> **Texte fourni**
À la fin du mois de mai, les Départements cantonaux de l’économie (DEIS) et de la formation (DFJC) annonçaient qu’ils allaient débloquer un fonds pour la formation: 16 millions pour payer le salaire des apprenti·e·s, et limiter les effets de la crise du Covid-19, là où le risque était grand, et déjà avéré, de voir se réduire drastiquement le nombre de places d’apprentissage.
Mesure à saluer: l’État peut agir sur les effets retard de la crise, en soutenant l’emploi et la formation, par une forme de subvention aux employeurs. En bref, l’argent du contribuable permet à l’État de limiter les conséquences de différentes crises, qu’il s’agisse d’une crise économique ou d’une crise sanitaire.
Je préfère la main de l’État à la main invisible du libéralisme, cette vision qui prétend que la liberté en économie va automatiquement s’équilibrer pour le bien de toutes et tous. On voit bien que ce n’est pas le cas. En revanche, derrière l’État, il y a nous et, devant ses gestes protecteurs, il y a nous aussi. C’est plus simple et cela revient à la population. Il reste toutefois à voir qui devrait payer cette subvention aux employeurs, et comment.
Cette initiative de notre Conseil d’État me rappelle une autre initiative, la LIPA: initiative «Pour des places d’apprentissage» lancée par les Jeunesses syndicales, passée en votation populaire en 2003. Cette initiative avait été rejetée par le Conseil fédéral, qui arguait que le manque de places d’apprentissage était un problème conjoncturel. Il ne voulait pas d’une responsabilisation de tous les acteurs par la contrainte. Il est revenu sur cet argument peu après.

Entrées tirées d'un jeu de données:
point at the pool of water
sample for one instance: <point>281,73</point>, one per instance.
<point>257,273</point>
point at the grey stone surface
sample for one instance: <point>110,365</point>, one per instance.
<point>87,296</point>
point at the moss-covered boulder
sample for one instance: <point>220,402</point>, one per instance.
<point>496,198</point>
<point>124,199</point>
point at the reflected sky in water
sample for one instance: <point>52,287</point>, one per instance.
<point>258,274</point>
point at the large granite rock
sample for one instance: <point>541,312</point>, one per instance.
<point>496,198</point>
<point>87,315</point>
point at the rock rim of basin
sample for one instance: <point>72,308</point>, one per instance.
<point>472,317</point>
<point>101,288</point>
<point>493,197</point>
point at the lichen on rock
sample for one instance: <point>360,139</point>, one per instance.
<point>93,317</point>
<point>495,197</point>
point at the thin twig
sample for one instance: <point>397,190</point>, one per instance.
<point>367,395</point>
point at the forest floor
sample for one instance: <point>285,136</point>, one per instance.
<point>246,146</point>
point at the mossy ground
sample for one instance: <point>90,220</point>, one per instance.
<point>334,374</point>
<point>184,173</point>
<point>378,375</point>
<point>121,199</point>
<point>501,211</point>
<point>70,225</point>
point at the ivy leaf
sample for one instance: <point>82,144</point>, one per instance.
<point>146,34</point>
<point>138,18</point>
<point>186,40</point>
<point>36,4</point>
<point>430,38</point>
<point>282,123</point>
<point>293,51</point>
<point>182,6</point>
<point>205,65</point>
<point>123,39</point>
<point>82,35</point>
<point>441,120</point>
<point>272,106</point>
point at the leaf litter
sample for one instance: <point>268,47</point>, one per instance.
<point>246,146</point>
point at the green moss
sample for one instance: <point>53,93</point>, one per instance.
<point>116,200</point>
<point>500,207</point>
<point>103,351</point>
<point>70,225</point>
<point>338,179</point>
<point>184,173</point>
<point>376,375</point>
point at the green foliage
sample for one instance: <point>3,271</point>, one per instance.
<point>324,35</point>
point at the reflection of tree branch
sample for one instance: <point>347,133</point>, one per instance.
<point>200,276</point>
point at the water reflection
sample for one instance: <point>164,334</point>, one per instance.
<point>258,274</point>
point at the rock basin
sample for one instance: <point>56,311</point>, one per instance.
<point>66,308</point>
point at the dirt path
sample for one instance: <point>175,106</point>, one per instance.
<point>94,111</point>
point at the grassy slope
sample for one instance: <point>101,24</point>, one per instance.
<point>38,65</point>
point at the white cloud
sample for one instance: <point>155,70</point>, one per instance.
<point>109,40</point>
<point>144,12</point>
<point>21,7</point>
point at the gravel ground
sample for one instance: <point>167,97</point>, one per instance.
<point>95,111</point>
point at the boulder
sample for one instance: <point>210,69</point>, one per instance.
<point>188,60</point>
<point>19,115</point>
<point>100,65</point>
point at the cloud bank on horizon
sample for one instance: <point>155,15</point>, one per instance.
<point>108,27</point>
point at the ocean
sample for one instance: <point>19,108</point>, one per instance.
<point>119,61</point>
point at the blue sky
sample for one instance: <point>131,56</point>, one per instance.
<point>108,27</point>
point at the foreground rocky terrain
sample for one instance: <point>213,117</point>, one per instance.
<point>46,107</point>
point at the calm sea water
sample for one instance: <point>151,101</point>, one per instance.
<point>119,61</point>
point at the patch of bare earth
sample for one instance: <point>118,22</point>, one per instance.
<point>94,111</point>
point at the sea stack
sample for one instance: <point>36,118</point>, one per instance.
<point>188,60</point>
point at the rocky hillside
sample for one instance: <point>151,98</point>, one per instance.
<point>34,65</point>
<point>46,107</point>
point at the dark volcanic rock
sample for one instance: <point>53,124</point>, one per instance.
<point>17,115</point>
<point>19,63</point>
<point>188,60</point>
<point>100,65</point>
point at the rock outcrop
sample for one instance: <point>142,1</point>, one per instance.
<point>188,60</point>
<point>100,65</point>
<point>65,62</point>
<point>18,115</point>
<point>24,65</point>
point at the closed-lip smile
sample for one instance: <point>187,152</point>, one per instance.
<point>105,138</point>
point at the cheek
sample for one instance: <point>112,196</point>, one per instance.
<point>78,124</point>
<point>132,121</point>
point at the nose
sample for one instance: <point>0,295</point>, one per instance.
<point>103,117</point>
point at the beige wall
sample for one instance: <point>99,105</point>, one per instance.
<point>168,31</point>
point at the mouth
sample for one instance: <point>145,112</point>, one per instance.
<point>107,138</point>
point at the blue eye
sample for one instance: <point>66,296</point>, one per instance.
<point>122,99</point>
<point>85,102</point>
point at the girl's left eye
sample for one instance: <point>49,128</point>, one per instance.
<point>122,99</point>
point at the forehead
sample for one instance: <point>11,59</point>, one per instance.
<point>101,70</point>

> **Tâche à faire**
Continuez le texte sur le fonds cantonal pour les places d'apprentissage, juste après sa dernière phrase.

> **Réponse**
Inégalités sectorielles
Basée sur le droit à une formation appropriée et garantie, cette initiative proposait de créer un fonds pour la formation professionnelle à l’échelle de la Confédération. Ce fonds, qui devait être alimenté par la contribution de tous les employeurs, aurait été mis à disposition des Cantons pour la création et le maintien de la qualité des places d’apprentissage.
Cette initiative répondait au constat que tous les secteurs d’activité ne sont pas égaux face aux coûts de la formation des apprentis, avec des conséquences dommageables sur l’offre. Certaines professions ont de nombreuses places vacantes alors que leur absence est dramatique dans d’autres. L’initiative proposait une juste répartition des coûts, entre les entreprises de taille et de moyens différents et entre les secteurs d’activité.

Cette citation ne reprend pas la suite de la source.